Die jüngste Festnahme einer RAF-Terroristin und der Umgang in Teilen der Öffentlichkeit damit rufen ins Gedächtnis, dass sich der linksliberale Zeitgeist von den Lebenslügen dieser Gewalttäter noch lange nicht befreit hat

Holger Fuß
07.04.2024

Die US-Krimiserie „Die Straßen von San Francisco“ gehörte in den 1970er Jahren auch in Westdeutschland zu den Fernseh-Straßenfegern. Der Auftakt zur fünften Staffel war der Zweiteiler „Die Bande des Schreckens“, im Original „The Thrill Killers“. Während in den USA die Doppelepisode im Herbst 1976 gesendet wurde, synchronisierte das ZDF die beiden Folgen für den Sommer 1978, verzichtete dann aber auf die Ausstrahlung, weil die Story Parallelen aufwies zum Terror der Rote Armee Fraktion (RAF) im Jahre 1977. Zu sehr zitterte noch die Erinnerung nach an die schaurigen Morde an Jürgen Ponto, Siegfried Buback und dem entführten Hanns Martin Schleyer mitsamt deren Begleitpersonal.

An dem vermeintlich unscheinbaren Detail dieser Krimi-Episoden ist einiges bemerkenswert. Zum einen waren in jenen Jahren linke Terroristen weltweit aktiv. Im globalen Süden lösten sich nach dem Zweiten Weltkrieg viele Länder von ihren europäischen Kolonialherren, häufig flankiert von gewalttätigen Befreiungsbewegungen. Dieser Rebellentypus wurde in den westlichen Ländern zu einer Art Urmuster für Heranwachsende aus der Mittel- und Oberschicht, die in der Kapitalismuskritik eine Möglichkeit von Sinnstiftung für sich entdeckten und mitunter sogar zur Waffe griffen.

Gespeicherte Einträge des Datensatzes:
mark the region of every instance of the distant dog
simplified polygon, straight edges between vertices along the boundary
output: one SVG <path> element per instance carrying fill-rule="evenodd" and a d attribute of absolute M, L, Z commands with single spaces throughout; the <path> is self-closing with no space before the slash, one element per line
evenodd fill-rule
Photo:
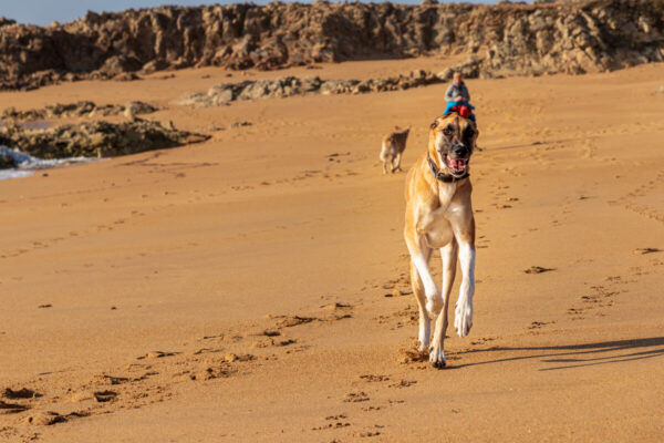
<path fill-rule="evenodd" d="M 383 174 L 387 174 L 387 163 L 390 162 L 390 172 L 394 173 L 401 171 L 401 155 L 406 148 L 406 140 L 408 140 L 408 133 L 411 126 L 405 131 L 391 132 L 383 137 L 383 145 L 381 146 L 381 161 L 383 161 Z"/>
<path fill-rule="evenodd" d="M 477 135 L 477 127 L 469 119 L 456 113 L 437 117 L 430 125 L 427 152 L 406 176 L 404 236 L 411 253 L 411 284 L 419 308 L 418 349 L 428 350 L 429 362 L 435 368 L 445 367 L 443 342 L 457 256 L 463 280 L 454 326 L 460 337 L 467 336 L 473 326 L 475 219 L 468 164 Z M 428 267 L 435 248 L 440 249 L 443 260 L 443 291 Z"/>

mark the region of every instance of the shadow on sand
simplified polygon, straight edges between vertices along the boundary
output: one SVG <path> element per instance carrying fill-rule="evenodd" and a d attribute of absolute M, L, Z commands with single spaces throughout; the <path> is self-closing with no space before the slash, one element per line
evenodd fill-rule
<path fill-rule="evenodd" d="M 649 349 L 653 348 L 653 349 Z M 479 364 L 500 363 L 505 361 L 542 359 L 544 363 L 553 363 L 553 367 L 542 368 L 540 371 L 557 371 L 561 369 L 573 369 L 606 363 L 621 363 L 625 361 L 652 359 L 664 356 L 664 337 L 654 337 L 647 339 L 632 339 L 618 341 L 603 341 L 585 344 L 567 344 L 553 347 L 523 347 L 506 348 L 494 347 L 488 349 L 468 350 L 461 353 L 488 353 L 506 351 L 552 351 L 544 354 L 507 357 L 504 359 L 479 361 L 455 365 L 456 368 L 474 367 Z M 558 352 L 563 351 L 563 352 Z M 603 354 L 605 352 L 616 352 L 619 354 Z"/>

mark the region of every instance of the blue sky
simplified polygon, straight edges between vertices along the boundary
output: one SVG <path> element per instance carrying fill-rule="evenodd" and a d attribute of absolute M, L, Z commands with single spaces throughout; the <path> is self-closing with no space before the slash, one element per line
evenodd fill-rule
<path fill-rule="evenodd" d="M 403 0 L 400 3 L 419 3 L 421 0 Z M 497 0 L 466 0 L 471 3 L 496 3 Z M 269 1 L 253 0 L 257 4 Z M 448 2 L 447 0 L 440 1 Z M 206 0 L 0 0 L 0 16 L 13 19 L 19 23 L 51 24 L 61 23 L 85 16 L 87 10 L 122 11 L 134 8 L 152 8 L 162 4 L 200 6 L 215 3 L 232 3 L 232 1 Z"/>

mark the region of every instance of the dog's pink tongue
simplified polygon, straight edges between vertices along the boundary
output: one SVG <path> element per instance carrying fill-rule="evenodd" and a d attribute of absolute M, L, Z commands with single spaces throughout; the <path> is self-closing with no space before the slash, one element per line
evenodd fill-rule
<path fill-rule="evenodd" d="M 464 168 L 464 161 L 463 159 L 452 159 L 452 167 L 455 169 L 463 169 Z"/>

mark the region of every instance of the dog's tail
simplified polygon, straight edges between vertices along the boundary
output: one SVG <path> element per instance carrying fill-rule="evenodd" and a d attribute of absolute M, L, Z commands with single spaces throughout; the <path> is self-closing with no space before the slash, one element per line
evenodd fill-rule
<path fill-rule="evenodd" d="M 387 161 L 387 143 L 385 141 L 381 144 L 381 154 L 378 155 L 378 158 L 381 158 L 381 162 Z"/>

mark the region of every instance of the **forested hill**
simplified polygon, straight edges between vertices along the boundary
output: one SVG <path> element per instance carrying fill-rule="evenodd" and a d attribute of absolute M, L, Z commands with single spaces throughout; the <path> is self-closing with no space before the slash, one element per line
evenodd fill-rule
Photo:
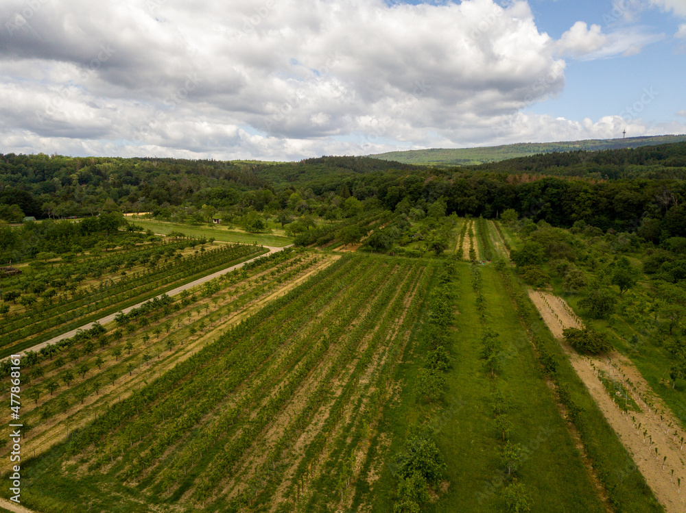
<path fill-rule="evenodd" d="M 150 205 L 236 201 L 270 184 L 255 164 L 171 158 L 0 154 L 0 203 L 27 216 L 134 212 Z"/>
<path fill-rule="evenodd" d="M 686 178 L 686 142 L 603 151 L 541 153 L 471 166 L 475 171 L 602 179 Z"/>
<path fill-rule="evenodd" d="M 397 170 L 418 171 L 422 168 L 390 160 L 368 157 L 320 157 L 276 165 L 258 166 L 257 175 L 276 188 L 292 184 L 321 188 L 331 181 L 346 175 Z"/>
<path fill-rule="evenodd" d="M 558 142 L 522 142 L 482 148 L 432 148 L 431 149 L 391 151 L 369 155 L 405 164 L 434 166 L 478 165 L 538 153 L 566 151 L 598 151 L 608 149 L 637 148 L 686 141 L 686 135 L 627 137 L 623 139 L 600 139 Z"/>

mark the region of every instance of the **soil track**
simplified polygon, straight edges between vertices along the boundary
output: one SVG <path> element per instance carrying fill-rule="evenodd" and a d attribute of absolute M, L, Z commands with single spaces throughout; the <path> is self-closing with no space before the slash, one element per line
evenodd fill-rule
<path fill-rule="evenodd" d="M 499 255 L 505 257 L 506 262 L 509 262 L 510 251 L 508 251 L 507 247 L 506 247 L 505 242 L 503 240 L 502 237 L 500 236 L 500 233 L 498 232 L 498 229 L 495 226 L 496 221 L 489 221 L 488 223 L 488 232 L 490 234 L 490 240 L 493 242 L 495 251 Z"/>
<path fill-rule="evenodd" d="M 583 327 L 561 298 L 538 290 L 530 290 L 529 297 L 556 338 L 562 339 L 565 328 Z M 627 358 L 616 351 L 606 358 L 582 356 L 561 340 L 560 343 L 576 373 L 633 458 L 633 463 L 627 462 L 625 471 L 633 472 L 635 464 L 668 513 L 686 510 L 686 492 L 680 494 L 677 485 L 677 478 L 686 483 L 686 456 L 681 442 L 682 437 L 686 438 L 686 431 L 679 427 L 674 414 Z M 616 392 L 608 392 L 600 379 L 601 371 L 621 384 L 639 405 L 640 412 L 625 413 L 620 410 L 615 403 Z"/>
<path fill-rule="evenodd" d="M 471 247 L 473 247 L 474 251 L 476 251 L 476 259 L 479 260 L 480 260 L 480 255 L 479 255 L 479 246 L 476 242 L 476 225 L 474 224 L 474 221 L 473 219 L 468 219 L 466 223 L 467 231 L 464 234 L 464 241 L 462 242 L 462 258 L 464 258 L 465 260 L 469 260 L 469 249 Z M 474 235 L 471 237 L 469 236 L 470 229 L 474 234 Z"/>
<path fill-rule="evenodd" d="M 333 264 L 338 258 L 332 255 L 314 264 L 292 279 L 281 284 L 276 290 L 267 292 L 262 297 L 246 303 L 239 310 L 226 315 L 216 323 L 213 323 L 206 332 L 202 336 L 189 338 L 185 344 L 177 345 L 177 349 L 173 354 L 165 356 L 162 360 L 151 360 L 154 362 L 154 364 L 140 366 L 132 374 L 124 373 L 117 379 L 116 384 L 109 382 L 104 383 L 100 393 L 86 398 L 82 405 L 78 403 L 73 405 L 66 413 L 56 414 L 48 421 L 42 421 L 38 427 L 32 429 L 25 438 L 25 450 L 34 455 L 40 454 L 55 444 L 64 440 L 69 436 L 70 430 L 83 425 L 97 416 L 97 414 L 104 413 L 108 404 L 114 404 L 117 401 L 126 399 L 134 388 L 142 386 L 142 384 L 146 380 L 150 381 L 154 379 L 156 375 L 169 371 L 178 363 L 190 358 L 202 347 L 216 340 L 226 331 L 228 327 L 237 325 L 267 303 L 287 293 L 314 275 Z M 259 277 L 265 273 L 265 271 L 259 273 L 252 277 L 250 281 L 256 282 Z M 228 294 L 233 294 L 235 292 L 236 290 L 233 290 Z M 217 307 L 221 308 L 224 303 L 228 303 L 230 301 L 230 298 L 228 300 L 222 301 Z M 197 304 L 196 303 L 196 308 L 197 308 Z M 215 309 L 217 307 L 215 307 Z M 213 310 L 212 313 L 215 313 L 215 311 Z M 176 315 L 178 316 L 178 314 Z M 205 317 L 206 316 L 206 313 Z M 189 320 L 189 322 L 194 322 L 194 321 Z M 104 371 L 103 371 L 103 374 L 104 374 Z M 32 406 L 32 404 L 29 407 L 29 412 L 32 410 L 31 407 Z M 67 419 L 69 420 L 64 422 Z M 2 452 L 0 451 L 0 455 L 2 454 Z"/>
<path fill-rule="evenodd" d="M 196 280 L 195 280 L 193 281 L 191 281 L 191 283 L 186 284 L 185 285 L 182 285 L 180 287 L 177 287 L 176 288 L 174 288 L 174 289 L 173 289 L 172 290 L 169 290 L 169 292 L 165 292 L 165 293 L 167 296 L 169 296 L 169 297 L 176 296 L 178 294 L 180 294 L 184 290 L 187 290 L 189 289 L 193 288 L 193 287 L 196 287 L 198 285 L 202 285 L 202 284 L 205 283 L 206 281 L 209 281 L 211 279 L 214 279 L 215 278 L 218 277 L 220 276 L 222 276 L 222 275 L 225 275 L 225 274 L 227 274 L 228 273 L 230 273 L 234 269 L 240 268 L 241 267 L 243 267 L 243 266 L 244 266 L 246 264 L 247 264 L 249 262 L 252 262 L 253 260 L 257 260 L 258 258 L 261 258 L 263 256 L 269 256 L 272 253 L 277 253 L 279 251 L 283 251 L 284 249 L 285 249 L 285 248 L 290 247 L 290 246 L 286 246 L 285 247 L 269 247 L 269 246 L 265 246 L 264 247 L 265 247 L 267 249 L 269 250 L 269 253 L 265 253 L 263 255 L 260 255 L 259 256 L 255 257 L 255 258 L 251 258 L 249 260 L 246 260 L 245 262 L 242 262 L 240 264 L 237 264 L 236 265 L 231 266 L 230 267 L 227 267 L 225 269 L 222 269 L 221 271 L 217 271 L 216 273 L 213 273 L 211 275 L 208 275 L 206 276 L 203 276 L 202 278 L 198 278 L 198 279 L 196 279 Z M 161 297 L 163 295 L 161 294 L 160 295 L 156 296 L 156 297 L 159 298 L 159 297 Z M 140 303 L 137 303 L 136 305 L 134 305 L 133 306 L 130 306 L 128 308 L 124 308 L 121 311 L 123 312 L 125 314 L 128 314 L 129 312 L 130 312 L 131 310 L 132 310 L 134 308 L 139 308 L 143 303 L 146 303 L 148 301 L 152 301 L 152 299 L 154 299 L 154 298 L 150 298 L 150 299 L 147 299 L 147 300 L 146 300 L 145 301 L 141 301 L 141 302 L 140 302 Z M 93 326 L 93 325 L 95 323 L 99 323 L 100 324 L 102 324 L 102 325 L 106 324 L 107 323 L 111 323 L 113 321 L 115 320 L 115 318 L 118 314 L 119 314 L 119 312 L 117 312 L 116 313 L 112 314 L 111 315 L 108 315 L 106 317 L 103 317 L 102 318 L 99 318 L 97 321 L 95 321 L 93 323 L 88 323 L 88 324 L 84 325 L 83 325 L 83 326 L 82 326 L 80 327 L 76 328 L 75 329 L 72 329 L 71 331 L 67 331 L 67 333 L 63 333 L 62 335 L 60 335 L 60 336 L 56 336 L 56 337 L 54 337 L 53 338 L 51 338 L 49 340 L 46 340 L 45 342 L 41 342 L 40 344 L 38 344 L 38 345 L 35 345 L 35 346 L 34 346 L 32 347 L 28 347 L 28 348 L 24 349 L 23 351 L 19 351 L 19 354 L 20 354 L 20 355 L 25 355 L 25 354 L 26 354 L 29 351 L 40 351 L 42 348 L 43 348 L 45 346 L 47 346 L 48 344 L 55 344 L 55 343 L 59 342 L 60 340 L 64 340 L 65 338 L 71 338 L 71 337 L 74 336 L 74 335 L 76 334 L 76 332 L 78 331 L 79 331 L 80 329 L 83 329 L 83 330 L 89 329 Z M 10 357 L 7 357 L 7 358 L 8 358 Z M 6 358 L 5 358 L 5 360 L 6 360 Z"/>
<path fill-rule="evenodd" d="M 12 501 L 8 501 L 6 499 L 2 498 L 0 498 L 0 508 L 4 508 L 8 511 L 11 511 L 13 513 L 38 513 L 38 512 L 32 511 L 19 504 L 15 504 Z"/>

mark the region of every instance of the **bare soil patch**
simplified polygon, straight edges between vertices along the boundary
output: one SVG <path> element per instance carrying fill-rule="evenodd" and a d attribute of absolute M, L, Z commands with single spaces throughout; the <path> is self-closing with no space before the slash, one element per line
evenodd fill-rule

* [Aufgabenstellung]
**A)** Zitieren Sie aus dem Text über die RAF die Stelle, die bei den Worten „Die US-Krimiserie „Die“ einsetzt und nach den Worten „mitsamt deren Begleitpersonal.“ endet.
**B)** Führen Sie den Text über die RAF im Anschluss an seinen letzten Satz weiter.
Die Zeilen haben mit dem Text über die RAF nichts zu tun.

* [Lösungen zur Übung]
**A)**
Die US-Krimiserie „Die Straßen von San Francisco“ gehörte in den 1970er Jahren auch in Westdeutschland zu den Fernseh-Straßenfegern. Der Auftakt zur fünften Staffel war der Zweiteiler „Die Bande des Schreckens“, im Original „The Thrill Killers“. Während in den USA die Doppelepisode im Herbst 1976 gesendet wurde, synchronisierte das ZDF die beiden Folgen für den Sommer 1978, verzichtete dann aber auf die Ausstrahlung, weil die Story Parallelen aufwies zum Terror der Rote Armee Fraktion (RAF) im Jahre 1977. Zu sehr zitterte noch die Erinnerung nach an die schaurigen Morde an Jürgen Ponto, Siegfried Buback und dem entführten Hanns Martin Schleyer mitsamt deren Begleitpersonal.

**B)**
Terrorismus als Teil der Popkultur
Entsprechend schnell absorbierte auch die Popkultur den Topos Terror. Auf dem Buchmarkt wie im Kino machten Terroristen-Thriller Furore. Die Lunte zwischen terroristischer Gewalt und Showbusiness war im Zeitalter der Kulturindustrie stets kurz bemessen. Ohne die Massenmedien hätte das Geschäftsmodell des Terrors sowieso nie funktioniert.

Zudem lässt die damalige Entscheidung des ZDF, die Doppelfolge nicht auszustrahlen, im Nachhinein erahnen, wie sehr der RAF-Terror schon in seinen ersten Jahren zu einer nationalen Erschütterung wurde. Von Anfang an, seit der Befreiung von Andreas Baader am 14. Mai 1970, der Gründungsaktion der RAF, war die Gesellschaft gespalten. Für die einen blieb die prominente Journalistin Ulrike Meinhof, die mit einem Sprung aus dem Fenster in die Illegalität entschwand, vertraulich „die Ulrike“, die gegen den Vietnamkrieg der USA agitierte, die vorgeblich faschistische Strukturen der gerade zwei Jahrzehnte alten Bundesrepublik bloßlegte und revolutionär sozialistischen Tagträumen nachhing. Für die anderen, darunter Millionen von „Bild“-Zeitungslesern, war „die Meinhof“ eine Hamburger Salonkommunistin, deren Postille „Konkret“ jahrelang von der DDR finanziert wurde und die sich nun im anarchistischen Untergrund zur gefährlichen Gewaltverbrecherin entzaubert hatte.

Bis heute können wir nur mutmaßen, wie groß die Heerscharen der Sympathisanten waren, durch die sich die abgetauchten Baader-Meinhof-Desperados, die sich, nach südamerikanischem Vorbild, wichtigtuerisch „Stadtguerilla“ nannten, wie Fische im Wasser bewegten. Die RAF vermochte zwar die Arbeiterschaft nicht zur revolutionsfreudigen proletarischen Klasse aufzuwiegeln, dafür schuf sie im Lande ein Klima des Verdachts. Allenthalben konnten Terrorsympathisanten lauern, erfüllt von einer „klammheimlichen Freude“ über die Mordtaten, wie eine Göttinger Studentenzeitung feixte.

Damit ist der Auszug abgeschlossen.